What you need to do – Copy the data below from the line that contains "Spot the upper" through the end of the data, keeping every request line unchanged and shifting each coordinate by adding 123 to it.

Records of labeled points
☆ ☆ ☆ ☆ ☆
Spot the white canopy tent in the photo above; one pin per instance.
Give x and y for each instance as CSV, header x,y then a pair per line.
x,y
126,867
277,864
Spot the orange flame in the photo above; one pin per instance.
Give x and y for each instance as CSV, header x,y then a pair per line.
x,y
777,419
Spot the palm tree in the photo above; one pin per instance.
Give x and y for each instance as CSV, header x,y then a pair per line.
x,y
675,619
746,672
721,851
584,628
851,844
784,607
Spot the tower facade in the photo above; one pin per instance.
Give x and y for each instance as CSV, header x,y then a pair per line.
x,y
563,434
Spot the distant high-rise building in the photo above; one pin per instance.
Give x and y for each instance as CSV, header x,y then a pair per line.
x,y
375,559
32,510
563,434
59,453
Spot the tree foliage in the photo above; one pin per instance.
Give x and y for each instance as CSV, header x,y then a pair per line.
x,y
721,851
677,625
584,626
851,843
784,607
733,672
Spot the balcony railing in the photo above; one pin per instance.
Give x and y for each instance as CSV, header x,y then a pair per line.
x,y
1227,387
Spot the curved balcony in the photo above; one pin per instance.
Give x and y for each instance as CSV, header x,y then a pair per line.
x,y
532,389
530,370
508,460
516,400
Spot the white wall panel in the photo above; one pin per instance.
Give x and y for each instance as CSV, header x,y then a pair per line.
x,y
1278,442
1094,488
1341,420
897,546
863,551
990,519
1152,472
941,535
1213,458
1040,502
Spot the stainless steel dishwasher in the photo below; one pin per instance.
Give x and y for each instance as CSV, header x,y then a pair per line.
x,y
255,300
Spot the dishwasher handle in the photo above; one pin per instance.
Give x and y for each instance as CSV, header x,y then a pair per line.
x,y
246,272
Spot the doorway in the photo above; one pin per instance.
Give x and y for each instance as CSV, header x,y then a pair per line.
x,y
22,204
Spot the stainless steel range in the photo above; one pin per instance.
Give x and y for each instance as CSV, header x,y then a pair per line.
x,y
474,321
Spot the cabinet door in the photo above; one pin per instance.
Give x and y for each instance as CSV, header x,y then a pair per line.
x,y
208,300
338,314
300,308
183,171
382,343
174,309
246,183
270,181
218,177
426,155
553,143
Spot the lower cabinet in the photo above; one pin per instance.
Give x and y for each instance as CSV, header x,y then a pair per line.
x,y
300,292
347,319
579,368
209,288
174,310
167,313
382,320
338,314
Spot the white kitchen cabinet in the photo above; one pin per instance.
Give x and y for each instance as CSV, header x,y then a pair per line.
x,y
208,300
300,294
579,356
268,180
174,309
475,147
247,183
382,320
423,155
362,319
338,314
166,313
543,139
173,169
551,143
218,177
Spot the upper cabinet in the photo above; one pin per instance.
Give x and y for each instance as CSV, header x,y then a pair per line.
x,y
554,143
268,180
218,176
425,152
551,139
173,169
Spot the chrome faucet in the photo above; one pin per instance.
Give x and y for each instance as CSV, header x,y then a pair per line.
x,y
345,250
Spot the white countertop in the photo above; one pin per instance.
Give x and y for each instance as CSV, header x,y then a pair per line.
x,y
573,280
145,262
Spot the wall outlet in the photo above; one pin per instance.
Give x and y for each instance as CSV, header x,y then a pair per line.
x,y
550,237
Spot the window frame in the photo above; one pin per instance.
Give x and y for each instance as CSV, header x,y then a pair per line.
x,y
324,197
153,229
☆ ☆ ☆ ☆ ☆
Answer to this task –
Spot the upper cabinet in the photo above; one pin per instance.
Give x and y for each instance as CSV, header x,y then a pair per line.
x,y
677,266
391,303
341,299
548,275
674,262
296,292
Spot the chrome faucet in the photo above; one pin per instance.
Give x and y for each instance as CSV, header x,y then a pair per line.
x,y
468,373
Spot the white countertop in the photo above; one pin per instance.
Give x and y for each instance as CSV, header x,y then a pair per line.
x,y
696,403
268,385
Spot the wall outlet in the photo above; one pin per instance.
Give x and y for each instance as CSV, header x,y then a pair per line.
x,y
673,360
Spot the window frame in the photo above; one pin per instance.
Give x and y for each instance as CSV, header x,y then a pair per line.
x,y
447,320
276,352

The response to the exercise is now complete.